**Given records**
## BEGIN
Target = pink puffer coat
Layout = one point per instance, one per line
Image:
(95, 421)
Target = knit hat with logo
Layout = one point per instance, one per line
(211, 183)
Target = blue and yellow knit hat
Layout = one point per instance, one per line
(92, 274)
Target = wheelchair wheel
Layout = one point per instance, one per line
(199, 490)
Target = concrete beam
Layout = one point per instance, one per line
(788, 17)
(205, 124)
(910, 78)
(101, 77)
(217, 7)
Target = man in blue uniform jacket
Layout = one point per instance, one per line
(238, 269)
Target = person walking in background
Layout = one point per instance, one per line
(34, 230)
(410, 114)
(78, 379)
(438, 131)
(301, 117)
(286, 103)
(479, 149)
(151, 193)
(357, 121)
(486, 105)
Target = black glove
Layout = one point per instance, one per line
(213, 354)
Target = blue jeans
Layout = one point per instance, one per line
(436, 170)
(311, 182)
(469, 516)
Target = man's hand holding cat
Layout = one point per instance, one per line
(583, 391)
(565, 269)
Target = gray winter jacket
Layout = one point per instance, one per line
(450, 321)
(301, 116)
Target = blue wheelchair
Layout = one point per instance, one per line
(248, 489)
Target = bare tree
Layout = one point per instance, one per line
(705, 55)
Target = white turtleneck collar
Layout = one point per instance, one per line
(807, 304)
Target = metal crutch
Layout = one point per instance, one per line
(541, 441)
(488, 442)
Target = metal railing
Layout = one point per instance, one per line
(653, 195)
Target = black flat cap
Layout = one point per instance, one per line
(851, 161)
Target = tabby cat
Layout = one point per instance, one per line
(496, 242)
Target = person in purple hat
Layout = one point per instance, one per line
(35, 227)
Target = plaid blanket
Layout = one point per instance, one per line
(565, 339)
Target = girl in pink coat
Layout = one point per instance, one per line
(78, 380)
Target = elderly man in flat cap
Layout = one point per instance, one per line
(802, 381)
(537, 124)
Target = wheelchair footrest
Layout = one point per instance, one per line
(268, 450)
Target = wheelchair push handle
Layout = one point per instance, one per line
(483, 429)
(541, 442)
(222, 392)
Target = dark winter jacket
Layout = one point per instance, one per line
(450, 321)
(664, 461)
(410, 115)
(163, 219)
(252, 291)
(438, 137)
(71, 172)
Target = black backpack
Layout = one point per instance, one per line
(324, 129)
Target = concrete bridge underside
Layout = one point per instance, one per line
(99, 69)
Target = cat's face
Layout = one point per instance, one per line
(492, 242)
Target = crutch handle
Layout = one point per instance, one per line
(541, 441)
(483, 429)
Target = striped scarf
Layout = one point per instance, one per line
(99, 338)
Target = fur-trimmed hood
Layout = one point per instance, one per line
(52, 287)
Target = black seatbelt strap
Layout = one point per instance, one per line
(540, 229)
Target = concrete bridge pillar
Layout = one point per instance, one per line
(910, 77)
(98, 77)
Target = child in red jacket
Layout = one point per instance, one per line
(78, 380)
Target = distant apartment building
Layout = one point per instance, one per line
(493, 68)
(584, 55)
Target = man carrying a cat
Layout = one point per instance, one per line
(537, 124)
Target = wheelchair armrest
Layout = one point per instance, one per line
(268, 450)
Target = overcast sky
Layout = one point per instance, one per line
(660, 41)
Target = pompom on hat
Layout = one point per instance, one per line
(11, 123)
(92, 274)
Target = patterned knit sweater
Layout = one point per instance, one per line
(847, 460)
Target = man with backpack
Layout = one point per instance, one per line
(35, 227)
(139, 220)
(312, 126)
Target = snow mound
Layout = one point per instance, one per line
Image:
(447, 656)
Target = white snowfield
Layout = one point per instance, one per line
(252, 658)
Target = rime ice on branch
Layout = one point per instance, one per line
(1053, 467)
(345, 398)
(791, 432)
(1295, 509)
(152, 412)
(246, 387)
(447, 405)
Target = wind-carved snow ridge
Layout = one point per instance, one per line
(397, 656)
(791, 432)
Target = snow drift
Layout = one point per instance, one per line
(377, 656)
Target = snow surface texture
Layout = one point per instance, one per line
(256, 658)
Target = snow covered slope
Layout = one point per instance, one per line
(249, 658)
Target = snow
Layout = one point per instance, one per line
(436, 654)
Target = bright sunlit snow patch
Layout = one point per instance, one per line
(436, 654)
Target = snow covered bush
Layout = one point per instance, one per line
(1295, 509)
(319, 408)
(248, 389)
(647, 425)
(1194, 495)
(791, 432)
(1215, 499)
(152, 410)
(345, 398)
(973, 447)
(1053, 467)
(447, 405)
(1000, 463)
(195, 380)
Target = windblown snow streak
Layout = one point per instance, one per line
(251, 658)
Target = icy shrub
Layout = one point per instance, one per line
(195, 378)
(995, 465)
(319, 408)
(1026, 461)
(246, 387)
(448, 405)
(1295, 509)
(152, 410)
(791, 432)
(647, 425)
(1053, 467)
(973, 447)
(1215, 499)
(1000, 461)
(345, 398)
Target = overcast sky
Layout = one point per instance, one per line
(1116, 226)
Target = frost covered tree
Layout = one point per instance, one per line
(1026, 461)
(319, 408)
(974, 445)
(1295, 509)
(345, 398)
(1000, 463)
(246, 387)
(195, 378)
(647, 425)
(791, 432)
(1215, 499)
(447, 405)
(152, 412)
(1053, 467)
## END
**Stated problem**
Every record above must be duplicated exactly.

**Full output**
Target = pink puffer coat
Layout = one point per instance, one per line
Image:
(95, 421)
Target = knit hat with logo
Layout = one point per instance, one per line
(211, 183)
Target = blue and yellow knit hat
Layout = one point per instance, one per line
(92, 274)
Target = wheelchair wheel
Layout = one point per instance, one per line
(199, 490)
Target = concrete beam
Layout = one point per instance, one per line
(788, 17)
(205, 124)
(910, 78)
(101, 77)
(217, 7)
Target = man in blue uniform jacket
Layout = one point per instance, one per line
(238, 269)
Target = person walking in background
Layout = one point per instance, one per line
(34, 230)
(410, 114)
(78, 379)
(438, 131)
(301, 117)
(286, 103)
(479, 149)
(151, 193)
(357, 121)
(486, 105)
Target = black glove
Layout = one point per instance, one per line
(213, 354)
Target = blue jeans
Layout = one point per instance, one per line
(436, 170)
(311, 182)
(469, 516)
Target = man's hand holding cat
Layout = one point per instance, one per line
(583, 391)
(565, 269)
Target = gray winter jacket
Layout = one point per instance, one per line
(450, 321)
(301, 116)
Target = blue wheelchair
Layout = one point per instance, one per line
(248, 489)
Target = bare tree
Layout = one point per instance, one per line
(705, 55)
Target = white turtleneck collar
Layout = one point per instance, one per line
(807, 304)
Target = metal crutch
Layout = one point per instance, one per line
(541, 441)
(488, 442)
Target = metal railing
Layout = one point per instance, one per line
(653, 195)
Target = black flat cap
Layout = one point per instance, one per line
(851, 161)
Target = tabby cat
Layout = one point per instance, one per line
(496, 242)
Target = person in purple hat
Layout = one point per instance, one per line
(35, 227)
Target = plaid blanket
Layout = one point per instance, one per line
(565, 339)
Target = girl in pink coat
Layout = one point per instance, one per line
(78, 380)
Target = elderly man in flat cap
Layout = one point per instance, one per line
(802, 381)
(537, 124)
Target = wheelchair footrest
Layout = one point per instance, one per line
(268, 450)
Target = wheelchair push handle
Layout = one point per instance, one per line
(483, 429)
(541, 442)
(222, 392)
Target = dark winter jacket
Layout = one point per instance, one per line
(450, 321)
(664, 461)
(410, 115)
(163, 219)
(252, 291)
(438, 137)
(71, 172)
Target = black backpack
Layout = one point per instance, one per line
(324, 129)
Target = concrete bridge underside
Layout = one point per instance, one per line
(99, 69)
Target = cat's face
Layout = one point per instance, one per line
(492, 242)
Target = crutch handle
Layout = one point per instance, one per line
(541, 441)
(483, 429)
Target = striped scarf
Layout = one point per instance, one per line
(99, 338)
Target = fur-trimmed hood
Layout = one point per instance, one per line
(52, 287)
Target = black seatbelt strap
Layout = one point per instance, one per line
(540, 229)
Target = concrete bridge pillar
Layout = one point per instance, one per line
(910, 77)
(98, 77)
Target = child in red jacket
Layout = one point per instance, one per line
(78, 380)
Target = distant apartment building
Layout = one point per instance, one per line
(493, 68)
(584, 55)
Target = man carrying a cat
Layout = one point per instance, one per line
(537, 124)
Target = wheelchair armrest
Layout = one point per instance, one per line
(268, 450)
Target = overcast sky
Layout = one point per instance, one per line
(660, 41)
Target = pompom on hat
Layout = one point per instance, one per line
(11, 123)
(92, 274)
Target = patterned knit sweater
Layout = one point per instance, one per line
(847, 460)
Target = man with backpack
Layout = one point per instance, one per line
(35, 227)
(139, 220)
(312, 126)
Target = snow mound
Layout = one point per instance, one per line
Image:
(447, 656)
Target = white snowfield
Layout = one point per instance, one per line
(252, 658)
Target = rime ice on branch
Layout = one point per instance, one per line
(1053, 467)
(345, 398)
(791, 432)
(1295, 509)
(152, 412)
(246, 387)
(447, 405)
Target = wind-carved snow ridge
Layout = one point per instance, one per line
(397, 656)
(791, 432)
Target = snow drift
Layout = one point per instance, one per line
(377, 656)
Target = snow surface texture
Layout = one point per instance, one per line
(256, 658)
Target = snow covered slope
Layout = one point per instance, one per line
(249, 658)
Target = snow
Layout = one point per instance, one per line
(436, 654)
Target = bright sunlit snow patch
Layout = one point per instance, one per line
(436, 654)
Target = snow covered bush
Layout = one point per instance, one per line
(1295, 509)
(319, 408)
(248, 389)
(647, 425)
(1194, 495)
(791, 432)
(1215, 499)
(152, 410)
(345, 398)
(973, 447)
(1053, 467)
(447, 405)
(1000, 463)
(195, 380)
Target = windblown snow streak
Layout = one point per instance, one per line
(251, 658)
Target = icy shrub
Layout = one point per instance, one per line
(195, 378)
(995, 465)
(319, 408)
(1026, 461)
(246, 387)
(448, 405)
(1295, 509)
(152, 410)
(791, 432)
(647, 425)
(1053, 467)
(973, 447)
(1215, 499)
(1000, 461)
(345, 398)
Target = overcast sky
Layout = one point per instance, one per line
(1116, 226)
Target = frost covered tree
Layout = one point per instance, one per line
(1026, 461)
(319, 408)
(974, 445)
(1295, 509)
(345, 398)
(1000, 463)
(246, 387)
(195, 378)
(647, 425)
(791, 432)
(1215, 499)
(447, 405)
(152, 412)
(1053, 467)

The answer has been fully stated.